Esercizio breve A - Indica se ciascuna affermazione concorda con il brano sul confronto tra Sudafrica e Israele/Palestina, rispondendo sì o no e citando le parole decisive del brano. (i) In Sudafrica la dominazione politica era soprattutto un mezzo per un fine economico. (ii) Le organizzazioni unitarie ebraico-arabe attuali formano un movimento di massa. (iii) L'ANC poteva offrire piani credibili per una democrazia multirazziale.
Esercizio breve B - Nel brano sul confronto tra Sudafrica e Israele/Palestina, chi descrive i palestinesi come un banco di prova per lo sviluppo di nuovi prodotti?
Esercizio breve C - Riscrivi il brano sul confronto tra Sudafrica e Israele/Palestina da "Purtroppo , quel" a "oltre questa differenza.", estremi inclusi, mettendo "movimento popolare" al posto di "movimento di massa".

Estratto del documento -

_ _ _

Greenstein analizza la differenza come segue:    Israele/Palestina ha vissuto una traiettoria diversa, producendo due gruppi etno-nazionali distinti che si contendono il territorio e le risorse, senza entrare in relazioni di interdipendenza come nel caso del Sudafrica. La dominazione politica era in Sudafrica principalmente un mezzo per raggiungere un fine economico mentre in Israele/Palestina è un fine in sé.

C'è una funzione che la popolazione della Cisgiordania e di Gaza svolge per la più grande nuova industria israeliana: sperimentare sulla propria pelle  le armi e le tecnologie di sicurezza ai fini della loro vendita a livello mondiale. Jeff Halper descrive i palestinesi come un banco di prova per lo sviluppo di nuovi prodotti.

Il potere di Israele nell’usare a piacimento un insieme di sorveglianza ad alta tecnologia e di assassinio mirato, si affina e si sviluppa contro la resistenza palestinese, il sumud e la nuda determinazione umana, come ha riferito Mariam Barghouti nel suo profilo di Ibrahim Nabulsi, il "leone di Nablus".

Greenstein esamina la diversità dei rapporti di potere in Sudafrica e in Palestina nel XX secolo. In Israele/Palestina hanno ridotto la resistenza palestinese a singoli martiri con armi individuali contro un esercito tecnologicamente moderno, e a varie milizie in grado solo di sparare razzi di bassa qualità.   Con gran parte della popolazione esiliata da Israele nel 1947-48, il movimento di resistenza/liberazione palestinese ha avuto bisogno di organizzarsi negli Stati arabi vicini. Questo ha reso la resistenza palestinese dipendente da "alleati" esterni incostanti che Israele aveva tutte possibilità di minacciare o cooptare. Greenstein si chiede se il movimento non avrebbe fatto meglio se non avesse avuto alcun sostegno - o almeno non avrebbe fatto peggio.  Il sostegno esterno ha in definitiva ostacolato lo sviluppo di un fronte e di obiettivi incentrati sulla Palestina, alternando imperativi palestinesi, nazionalisti panarabi, religiosi, comunisti internazionali e politiche di grandi potenze.

Purtroppo , quel che esiste oggi  in termini di organizzazioni unitarie ebraico-arabe non costituisce un movimento di massa. Greenstein sottolinea che 100 anni di lavoro sionista hanno imposto una rigida divaricazione ebrei/non ebrei in Palestina, impedendo alleanze significative basate su altri interessi e identità condivise che andassero oltre questa differenza.

Un insieme unificante di obiettivi articolati è stato invece uno dei punti di forza del movimento anti-apartheid in Sudafrica. Quando arrivò il momento dei negoziati, c'era un insieme condiviso di aspetti sui diritti umani  che poteva essere usato con forza, a cui veniva riconosciuto valore universale, che si imponevano all'accettazione da parte dei bianchi. Dall’altro verso, l'ANC poteva offrire sia la minaccia credibile di rendere impossibile la governance dell'apartheid - utilizzando azioni sindacali e mobilitazioni di massa - sia piani credibili per una democrazia multirazziale.

_ _ _

[Righe del dataset sulla posizione degli oggetti]
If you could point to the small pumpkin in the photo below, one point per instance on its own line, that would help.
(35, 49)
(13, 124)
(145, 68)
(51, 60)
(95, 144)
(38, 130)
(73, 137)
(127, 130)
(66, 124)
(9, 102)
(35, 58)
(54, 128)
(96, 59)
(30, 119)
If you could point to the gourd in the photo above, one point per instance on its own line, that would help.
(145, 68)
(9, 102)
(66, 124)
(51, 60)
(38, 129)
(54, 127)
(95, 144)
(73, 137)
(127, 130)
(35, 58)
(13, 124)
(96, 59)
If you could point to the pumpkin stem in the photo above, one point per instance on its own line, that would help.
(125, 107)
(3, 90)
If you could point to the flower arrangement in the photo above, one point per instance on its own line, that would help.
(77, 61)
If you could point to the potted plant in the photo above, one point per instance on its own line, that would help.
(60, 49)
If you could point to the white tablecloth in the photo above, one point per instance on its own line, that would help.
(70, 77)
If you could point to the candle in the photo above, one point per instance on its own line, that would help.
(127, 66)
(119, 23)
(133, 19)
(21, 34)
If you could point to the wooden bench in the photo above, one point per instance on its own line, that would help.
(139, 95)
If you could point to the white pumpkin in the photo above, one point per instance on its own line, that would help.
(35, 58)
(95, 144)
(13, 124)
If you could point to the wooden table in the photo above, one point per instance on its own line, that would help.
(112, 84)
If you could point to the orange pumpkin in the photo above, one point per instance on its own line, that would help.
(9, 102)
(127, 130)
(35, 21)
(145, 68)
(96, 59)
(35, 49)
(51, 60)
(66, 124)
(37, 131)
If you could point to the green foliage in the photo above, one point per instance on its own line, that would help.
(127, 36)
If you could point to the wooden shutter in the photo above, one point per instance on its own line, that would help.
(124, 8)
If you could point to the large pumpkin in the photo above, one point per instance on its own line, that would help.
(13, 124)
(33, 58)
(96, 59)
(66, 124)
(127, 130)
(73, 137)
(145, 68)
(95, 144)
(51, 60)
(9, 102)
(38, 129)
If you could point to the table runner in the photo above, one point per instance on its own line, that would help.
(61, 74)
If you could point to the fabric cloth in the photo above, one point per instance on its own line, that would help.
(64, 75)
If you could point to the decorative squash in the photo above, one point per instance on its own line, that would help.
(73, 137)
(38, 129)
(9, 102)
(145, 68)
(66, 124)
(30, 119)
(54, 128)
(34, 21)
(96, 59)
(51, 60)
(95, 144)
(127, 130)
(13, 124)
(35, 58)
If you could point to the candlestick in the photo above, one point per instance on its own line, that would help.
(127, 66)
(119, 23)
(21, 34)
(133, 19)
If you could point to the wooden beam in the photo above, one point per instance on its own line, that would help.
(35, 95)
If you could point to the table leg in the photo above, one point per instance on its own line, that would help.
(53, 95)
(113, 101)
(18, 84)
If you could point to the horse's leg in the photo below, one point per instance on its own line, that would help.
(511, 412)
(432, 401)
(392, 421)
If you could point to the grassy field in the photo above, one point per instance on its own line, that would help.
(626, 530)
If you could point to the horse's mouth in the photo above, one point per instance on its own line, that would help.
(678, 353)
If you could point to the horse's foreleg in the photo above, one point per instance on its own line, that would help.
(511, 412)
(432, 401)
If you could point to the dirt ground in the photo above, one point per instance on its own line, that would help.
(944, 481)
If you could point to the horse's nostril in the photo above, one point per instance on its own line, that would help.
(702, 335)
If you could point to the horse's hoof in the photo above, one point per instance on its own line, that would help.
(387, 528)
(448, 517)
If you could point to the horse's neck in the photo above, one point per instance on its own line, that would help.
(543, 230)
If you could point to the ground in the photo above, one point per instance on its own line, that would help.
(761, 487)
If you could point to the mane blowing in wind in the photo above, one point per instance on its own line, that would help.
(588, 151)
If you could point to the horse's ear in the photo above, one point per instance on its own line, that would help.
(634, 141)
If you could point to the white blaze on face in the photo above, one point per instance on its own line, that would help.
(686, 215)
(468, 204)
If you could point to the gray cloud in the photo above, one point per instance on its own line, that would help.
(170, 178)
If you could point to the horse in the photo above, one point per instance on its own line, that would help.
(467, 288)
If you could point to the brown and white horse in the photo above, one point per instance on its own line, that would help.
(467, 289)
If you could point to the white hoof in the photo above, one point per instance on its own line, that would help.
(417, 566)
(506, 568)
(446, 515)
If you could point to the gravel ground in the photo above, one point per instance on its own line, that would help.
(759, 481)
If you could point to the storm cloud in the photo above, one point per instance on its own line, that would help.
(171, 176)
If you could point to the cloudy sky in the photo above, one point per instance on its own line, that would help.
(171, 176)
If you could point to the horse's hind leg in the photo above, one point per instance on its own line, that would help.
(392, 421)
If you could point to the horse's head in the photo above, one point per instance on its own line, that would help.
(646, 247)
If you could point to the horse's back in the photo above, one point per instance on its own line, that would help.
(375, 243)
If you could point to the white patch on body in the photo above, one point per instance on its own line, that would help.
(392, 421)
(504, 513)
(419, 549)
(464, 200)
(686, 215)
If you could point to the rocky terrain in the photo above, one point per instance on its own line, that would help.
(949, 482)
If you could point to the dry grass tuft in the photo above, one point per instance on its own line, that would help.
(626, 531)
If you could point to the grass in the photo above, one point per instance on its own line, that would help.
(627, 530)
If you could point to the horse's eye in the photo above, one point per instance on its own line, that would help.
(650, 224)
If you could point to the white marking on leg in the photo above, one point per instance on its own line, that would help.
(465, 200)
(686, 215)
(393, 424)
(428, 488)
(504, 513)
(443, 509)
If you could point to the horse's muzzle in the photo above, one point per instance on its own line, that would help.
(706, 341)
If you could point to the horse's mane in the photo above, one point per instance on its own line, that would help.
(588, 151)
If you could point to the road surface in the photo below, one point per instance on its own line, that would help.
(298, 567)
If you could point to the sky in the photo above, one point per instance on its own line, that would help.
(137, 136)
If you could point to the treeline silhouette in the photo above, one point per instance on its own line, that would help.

_ _ _

Risposta A -
(i) Sì: "La dominazione politica era in Sudafrica principalmente un mezzo per raggiungere un fine economico".
(ii) No: "non costituisce un movimento di massa".
(iii) Sì: "piani credibili per una democrazia multirazziale".

Risposta B - Jeff Halper.

Risposta C -
Purtroppo , quel che esiste oggi  in termini di organizzazioni unitarie ebraico-arabe non costituisce un movimento popolare. Greenstein sottolinea che 100 anni di lavoro sionista hanno imposto una rigida divaricazione ebrei/non ebrei in Palestina, impedendo alleanze significative basate su altri interessi e identità condivise che andassero oltre questa differenza.